# DESCRIPTION OF THE TASK
Only the pictures should be dropped; every line of the data must come back exactly as written.

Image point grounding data

++++++++++

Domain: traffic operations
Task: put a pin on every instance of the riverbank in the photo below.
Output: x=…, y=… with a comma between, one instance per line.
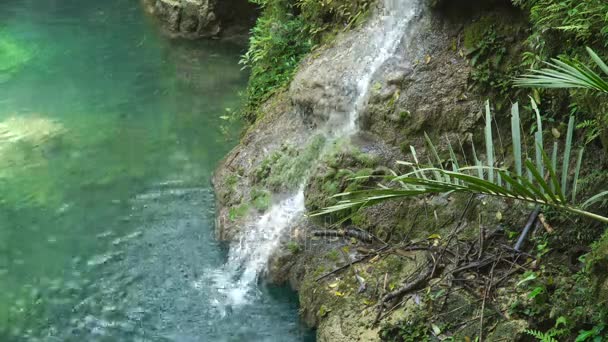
x=109, y=134
x=448, y=59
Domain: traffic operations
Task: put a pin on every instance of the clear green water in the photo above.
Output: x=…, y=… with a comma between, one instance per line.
x=109, y=134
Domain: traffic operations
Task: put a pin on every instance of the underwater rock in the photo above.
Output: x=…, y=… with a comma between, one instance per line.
x=13, y=56
x=33, y=130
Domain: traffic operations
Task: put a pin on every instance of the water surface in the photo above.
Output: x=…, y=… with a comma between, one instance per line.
x=108, y=137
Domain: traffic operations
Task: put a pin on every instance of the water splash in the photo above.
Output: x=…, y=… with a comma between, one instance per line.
x=249, y=257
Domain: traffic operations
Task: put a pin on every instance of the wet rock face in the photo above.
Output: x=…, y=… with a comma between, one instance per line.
x=201, y=18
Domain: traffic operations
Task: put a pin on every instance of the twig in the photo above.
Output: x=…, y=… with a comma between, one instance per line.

++++++++++

# OUTPUT OF THE TASK
Domain: traffic operations
Task: put a pin on every instance of the riverbank in the photo below.
Output: x=…, y=… with a comma between, one instance per line.
x=109, y=134
x=448, y=59
Domain: traffic operations
Task: put a pin on every instance of the clear green water in the photo above.
Output: x=…, y=… with a comma between, one instance per line.
x=109, y=134
Domain: traffic operations
Task: put a pin on every instance of the underwater rock in the photo above.
Output: x=…, y=… with a comma between, one instance per line.
x=13, y=56
x=33, y=130
Domain: traffic operations
Task: put a pin on every instance of the water surface in the photo above.
Output: x=…, y=… with a comma between, one instance per line.
x=108, y=137
Domain: traffic operations
Task: put a pin on every instance of the water splash in the photo above.
Output: x=…, y=… with a comma between, one instance per line.
x=249, y=257
Domain: traffic operations
Task: put a pin on every instance of the wet rock face in the photo above.
Output: x=…, y=… with a comma between, one instance per line.
x=201, y=18
Domain: traffic operations
Task: put a pin on every instance of the twig in the photo above.
Output: x=…, y=… with a comma between, one instance per line.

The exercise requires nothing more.